- _Activities_:
a) Please summarize the comment thread in two sentences.
b) Extend the comment thread, picking up after its last comment.

- _Text block_:


25 Responses

  1. Lemme guess:

    He’s trying to tell you to COME look at the two new additions who are wreaking havoc in another room?

    Dude, sorry you lost your mojo. Hopefully one of those links will sort you out. Quick like.


  2. its Bentley’s favorite show coming on?

    Hey.. let us know if the Viagramax is all that.

  3. I know. You asked Bentley, “Does ur cock hard enough?” And he ran off in shame. At your grammar.

  4. uh….well…gee…

    Your email needs to be bleached!

    I cannot believe this stuff gets circulated. No, that’s not true, I believe it’s circulated, but does ANYONE buy it in response????!!!!

    Bentley’s running far, far away…I don’t blame him!

  5. Hmm, time for a ride in the car.

    After reading your informative e-mails, makes me sorry that I have hastily deleted all of my spam messages.

    He, he… “Buck a Fuck,” WT you never cease to make me laugh.

[Image-grounded pointing data]

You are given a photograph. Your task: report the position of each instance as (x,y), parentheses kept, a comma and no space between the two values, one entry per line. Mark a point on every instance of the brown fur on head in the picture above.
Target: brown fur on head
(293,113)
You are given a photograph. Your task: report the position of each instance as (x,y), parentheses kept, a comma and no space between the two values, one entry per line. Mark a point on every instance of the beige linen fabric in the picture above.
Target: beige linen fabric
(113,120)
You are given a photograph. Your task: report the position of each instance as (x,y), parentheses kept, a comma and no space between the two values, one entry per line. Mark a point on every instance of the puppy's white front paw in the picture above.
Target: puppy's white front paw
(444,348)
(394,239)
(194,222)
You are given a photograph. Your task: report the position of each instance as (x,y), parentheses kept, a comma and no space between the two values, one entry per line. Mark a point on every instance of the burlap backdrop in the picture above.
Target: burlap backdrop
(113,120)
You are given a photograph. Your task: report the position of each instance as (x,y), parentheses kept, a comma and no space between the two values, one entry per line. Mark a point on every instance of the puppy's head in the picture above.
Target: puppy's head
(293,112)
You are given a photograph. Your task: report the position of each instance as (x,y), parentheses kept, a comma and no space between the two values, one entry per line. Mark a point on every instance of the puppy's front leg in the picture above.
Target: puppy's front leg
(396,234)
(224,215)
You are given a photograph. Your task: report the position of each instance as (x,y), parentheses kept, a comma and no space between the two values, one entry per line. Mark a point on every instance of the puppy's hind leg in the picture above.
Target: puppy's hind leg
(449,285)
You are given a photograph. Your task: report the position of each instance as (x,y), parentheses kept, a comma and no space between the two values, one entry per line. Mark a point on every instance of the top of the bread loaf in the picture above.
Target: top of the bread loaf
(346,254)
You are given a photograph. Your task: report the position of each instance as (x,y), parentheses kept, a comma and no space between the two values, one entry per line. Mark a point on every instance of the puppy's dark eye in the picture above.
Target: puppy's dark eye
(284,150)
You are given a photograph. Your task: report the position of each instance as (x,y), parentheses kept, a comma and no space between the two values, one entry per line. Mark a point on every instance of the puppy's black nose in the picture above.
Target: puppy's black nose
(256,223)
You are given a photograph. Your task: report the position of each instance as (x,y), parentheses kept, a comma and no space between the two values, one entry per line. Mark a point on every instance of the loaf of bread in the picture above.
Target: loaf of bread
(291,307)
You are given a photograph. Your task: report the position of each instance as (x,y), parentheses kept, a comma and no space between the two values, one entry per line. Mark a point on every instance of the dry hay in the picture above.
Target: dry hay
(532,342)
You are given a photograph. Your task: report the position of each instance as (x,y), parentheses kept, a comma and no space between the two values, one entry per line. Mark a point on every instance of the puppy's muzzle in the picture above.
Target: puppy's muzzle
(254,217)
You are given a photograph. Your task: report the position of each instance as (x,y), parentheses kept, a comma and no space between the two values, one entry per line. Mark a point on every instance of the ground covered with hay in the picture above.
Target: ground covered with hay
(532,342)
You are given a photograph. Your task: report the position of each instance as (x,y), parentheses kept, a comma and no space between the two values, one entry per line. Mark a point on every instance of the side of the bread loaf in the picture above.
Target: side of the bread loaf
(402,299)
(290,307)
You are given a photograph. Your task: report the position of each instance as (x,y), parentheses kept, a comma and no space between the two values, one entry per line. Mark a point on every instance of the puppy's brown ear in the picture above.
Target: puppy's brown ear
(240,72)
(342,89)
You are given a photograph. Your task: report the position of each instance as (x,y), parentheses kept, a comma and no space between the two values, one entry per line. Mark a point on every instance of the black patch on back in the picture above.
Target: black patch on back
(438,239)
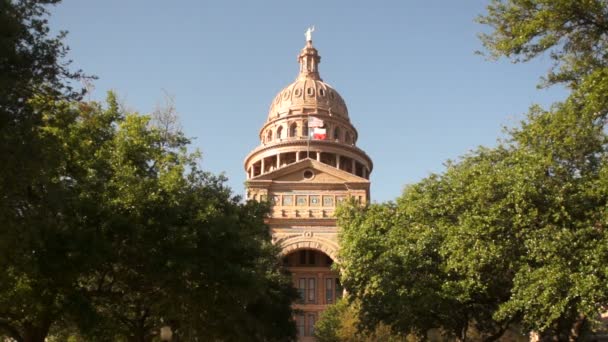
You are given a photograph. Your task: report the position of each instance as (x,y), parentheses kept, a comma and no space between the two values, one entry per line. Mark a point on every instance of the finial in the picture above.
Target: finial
(309,32)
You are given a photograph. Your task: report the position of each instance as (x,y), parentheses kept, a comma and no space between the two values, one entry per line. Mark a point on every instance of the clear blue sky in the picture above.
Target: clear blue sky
(415,89)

- _Expected responses_:
a) Commenters guess why Bentley is acting up, with one suggesting he wants the person addressed to come see two new additions wreaking havoc in another room and another saying he ran off in shame. Others joke about the spam emails, one saying the email needs to be bleached and asking whether anyone buys in response, and another saying the emails make them sorry for deleting their own spam.

b)
  6. A few of you have intimated that Bentley is trying to tell me something, are you freaking crazy! This is a beagle, not Lassie. If I was trapped down a well, he would just sit there licking where his balls used to be until someone showed up.

    Daddy D – I’m glad you appreciated that, I have to confess, I actually laughed when I wrote it.

  7. My guess is that you’ve just jiggled the dog’s leash signaling him that it’s time for a walk. That or you opened his food.

    About those emails…

    I get them as well and I don’t even have a penis.

  8. I’m a guessing that once all of your packages arrive we won’t be hearing from you for a bit. 🙂 Be sure not break anything. lol

  9. Don’t all those little claws in your house scratch up the wooden floors?

    Food would make a dog take off that fast. Did he hear or smell food? Did you open the refrigerator door, or rustle a bag? Or squeeze a tube of something? 😉

    Good luck with those pills.

  10. SO … Bentley is not trying to get you to follow him to save the tube cake make from meringue.

    okay. Next answer:
    Bentley heard you say “bath” and he’s running for his life.

    Bentley heard the can opener so he knows it’s din din.


  11. damn your house is clean.
    Is that a side effect of the vigramax?

  12. I think somebody’s leg was getting humped in the other room.

    (hi willow!!)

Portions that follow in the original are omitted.